WHAT TO DO
Can you retype every record below exactly as written?

## Start MATERIAL

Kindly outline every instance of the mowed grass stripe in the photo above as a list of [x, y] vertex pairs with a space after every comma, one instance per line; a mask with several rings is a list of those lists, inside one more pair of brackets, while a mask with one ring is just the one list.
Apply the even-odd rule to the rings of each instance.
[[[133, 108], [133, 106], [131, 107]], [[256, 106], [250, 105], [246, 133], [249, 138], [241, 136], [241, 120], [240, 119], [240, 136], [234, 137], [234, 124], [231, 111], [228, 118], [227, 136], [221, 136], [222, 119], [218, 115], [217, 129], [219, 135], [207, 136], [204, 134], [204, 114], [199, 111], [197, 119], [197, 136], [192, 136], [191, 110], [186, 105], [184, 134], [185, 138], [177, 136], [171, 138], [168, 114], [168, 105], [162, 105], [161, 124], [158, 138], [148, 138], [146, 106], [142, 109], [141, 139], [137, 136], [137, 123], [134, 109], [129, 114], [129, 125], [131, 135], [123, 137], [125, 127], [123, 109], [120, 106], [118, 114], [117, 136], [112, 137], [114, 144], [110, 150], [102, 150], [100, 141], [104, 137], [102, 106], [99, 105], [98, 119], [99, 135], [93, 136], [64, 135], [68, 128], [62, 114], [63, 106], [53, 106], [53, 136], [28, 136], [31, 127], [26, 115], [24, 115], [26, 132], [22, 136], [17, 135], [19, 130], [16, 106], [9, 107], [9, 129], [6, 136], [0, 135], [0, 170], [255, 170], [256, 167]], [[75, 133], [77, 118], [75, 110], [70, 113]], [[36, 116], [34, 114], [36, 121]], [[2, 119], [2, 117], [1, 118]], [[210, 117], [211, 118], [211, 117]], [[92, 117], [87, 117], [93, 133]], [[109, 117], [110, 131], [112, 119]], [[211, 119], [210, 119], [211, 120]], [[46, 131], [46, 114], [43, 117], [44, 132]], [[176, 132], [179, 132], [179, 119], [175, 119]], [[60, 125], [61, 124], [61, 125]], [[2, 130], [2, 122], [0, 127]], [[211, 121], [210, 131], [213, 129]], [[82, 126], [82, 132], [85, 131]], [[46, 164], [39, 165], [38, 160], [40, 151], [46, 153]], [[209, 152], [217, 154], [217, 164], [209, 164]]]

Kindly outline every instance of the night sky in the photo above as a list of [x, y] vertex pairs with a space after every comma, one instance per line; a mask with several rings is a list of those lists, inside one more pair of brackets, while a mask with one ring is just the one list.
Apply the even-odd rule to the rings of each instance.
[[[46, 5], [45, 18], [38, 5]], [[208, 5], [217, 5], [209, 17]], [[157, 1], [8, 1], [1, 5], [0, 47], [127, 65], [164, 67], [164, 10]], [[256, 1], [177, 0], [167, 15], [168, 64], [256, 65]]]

## End MATERIAL

RESULT FOR THIS TASK
Kindly outline every instance of the mowed grass stripe in the photo above as a list of [x, y] vertex pairs with a space after every comma, one instance per line; a mask with several rings is a list of those lists, inside one more pair of brackets, while a mask with one ring is just the one list.
Apply the even-odd rule to the rings of each instance.
[[[133, 108], [133, 106], [131, 107]], [[256, 106], [250, 105], [246, 133], [249, 138], [241, 136], [241, 120], [240, 119], [240, 136], [234, 137], [234, 124], [231, 111], [228, 118], [227, 136], [221, 136], [222, 119], [218, 115], [217, 129], [219, 135], [207, 136], [204, 134], [204, 114], [199, 111], [197, 119], [197, 136], [192, 136], [191, 110], [186, 105], [184, 134], [185, 138], [177, 136], [171, 138], [168, 114], [168, 105], [162, 105], [161, 124], [158, 138], [148, 138], [146, 106], [142, 109], [141, 139], [137, 136], [137, 123], [134, 109], [129, 114], [129, 125], [131, 135], [123, 137], [125, 127], [123, 109], [120, 106], [118, 114], [117, 136], [112, 137], [114, 144], [110, 150], [102, 150], [100, 141], [104, 137], [102, 106], [99, 105], [98, 119], [99, 135], [93, 136], [64, 135], [68, 128], [62, 114], [63, 106], [53, 106], [53, 136], [28, 136], [31, 127], [26, 115], [24, 115], [26, 132], [22, 136], [17, 135], [19, 130], [16, 106], [9, 107], [9, 129], [6, 136], [0, 135], [0, 170], [255, 170], [256, 167]], [[75, 133], [77, 118], [75, 110], [70, 113]], [[36, 116], [34, 114], [36, 121]], [[2, 119], [2, 117], [1, 118]], [[210, 117], [211, 118], [211, 117]], [[92, 117], [87, 117], [93, 133]], [[109, 117], [110, 131], [112, 119]], [[211, 119], [210, 119], [211, 120]], [[46, 131], [46, 114], [43, 117], [44, 132]], [[176, 132], [179, 132], [179, 119], [175, 119]], [[60, 125], [61, 124], [61, 125]], [[2, 130], [2, 122], [0, 127]], [[211, 121], [210, 131], [213, 129]], [[82, 126], [82, 132], [85, 131]], [[46, 164], [39, 165], [38, 160], [40, 151], [46, 153]], [[209, 152], [217, 154], [217, 164], [209, 164]]]

Kindly outline every instance of the night sky in the photo above as a list of [x, y] vertex pairs with a space after every comma, one instance per line; a mask with several rings is a list of those lists, inside one more pair of brackets, while a mask with one ring is just the one list.
Apply the even-odd rule to the rings of each instance.
[[[46, 5], [45, 18], [38, 5]], [[208, 5], [217, 5], [209, 17]], [[157, 1], [8, 1], [1, 5], [0, 47], [127, 65], [164, 67], [164, 10]], [[256, 1], [177, 0], [167, 15], [168, 64], [256, 65]]]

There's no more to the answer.